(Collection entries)
☆ ☆ ☆

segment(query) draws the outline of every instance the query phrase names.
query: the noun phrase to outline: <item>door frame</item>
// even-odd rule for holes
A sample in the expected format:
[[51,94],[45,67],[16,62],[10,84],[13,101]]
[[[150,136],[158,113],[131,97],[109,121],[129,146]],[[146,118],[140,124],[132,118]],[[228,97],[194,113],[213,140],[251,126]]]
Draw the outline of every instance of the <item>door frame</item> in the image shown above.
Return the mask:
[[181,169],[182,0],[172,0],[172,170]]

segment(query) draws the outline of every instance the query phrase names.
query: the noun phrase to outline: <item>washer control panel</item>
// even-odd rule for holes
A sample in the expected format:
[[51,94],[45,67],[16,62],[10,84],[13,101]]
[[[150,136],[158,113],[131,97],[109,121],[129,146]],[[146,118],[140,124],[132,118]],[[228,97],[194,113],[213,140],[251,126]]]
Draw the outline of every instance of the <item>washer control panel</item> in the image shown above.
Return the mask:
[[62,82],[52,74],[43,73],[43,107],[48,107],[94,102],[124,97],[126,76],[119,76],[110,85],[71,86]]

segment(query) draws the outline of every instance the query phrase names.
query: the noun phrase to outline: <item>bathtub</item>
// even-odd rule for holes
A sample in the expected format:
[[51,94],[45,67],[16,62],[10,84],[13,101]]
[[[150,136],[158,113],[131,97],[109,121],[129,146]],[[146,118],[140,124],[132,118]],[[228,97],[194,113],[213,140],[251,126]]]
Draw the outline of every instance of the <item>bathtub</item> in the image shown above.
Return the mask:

☆ ☆ ☆

The exercise ->
Output the lines of the rows above as a JSON list of strings, with one string per line and blank lines omitted.

Complete answer ->
[
  "segment(query) draws the outline of every instance the query phrase names.",
  "query: the noun phrase to outline: <item>door frame</item>",
  "// even-odd rule for holes",
  "A sample in the expected format:",
  "[[51,94],[45,67],[16,62],[10,84],[13,101]]",
  "[[[150,136],[158,113],[131,97],[109,121],[129,146]],[[146,118],[140,124],[132,118]],[[228,97],[194,113],[213,140],[251,126]]]",
  "Draw the outline of every instance of the <item>door frame</item> in the image shown above.",
  "Return the mask:",
  "[[181,169],[182,0],[172,0],[172,170]]",
  "segment(query) draws the outline of every instance the query phrase names.",
  "query: the noun phrase to outline: <item>washer control panel</item>",
  "// even-odd rule for holes",
  "A sample in the expected format:",
  "[[51,94],[45,67],[16,62],[10,84],[13,101]]",
  "[[[150,136],[158,113],[131,97],[109,121],[129,146]],[[146,118],[140,124],[132,118]],[[228,97],[194,113],[213,140],[251,126]]]",
  "Draw the outline of every instance of the <item>washer control panel</item> in the image shown above.",
  "Return the mask:",
  "[[62,82],[52,74],[43,73],[43,107],[48,107],[94,102],[124,97],[126,76],[119,76],[110,85],[71,86]]",
  "segment(query) draws the outline of every instance the query phrase names.",
  "query: the noun phrase to outline: <item>bathtub</item>",
  "// even-odd rule for holes",
  "A sample in the expected format:",
  "[[51,94],[45,67],[16,62],[10,84],[13,101]]",
  "[[[150,136],[158,113],[131,97],[109,121],[129,146]],[[146,118],[140,124],[132,118]],[[228,97],[194,113],[213,140],[251,126]]]",
  "Draw the outline of every instance of the <item>bathtub</item> in the image shown above.",
  "Return the mask:"
]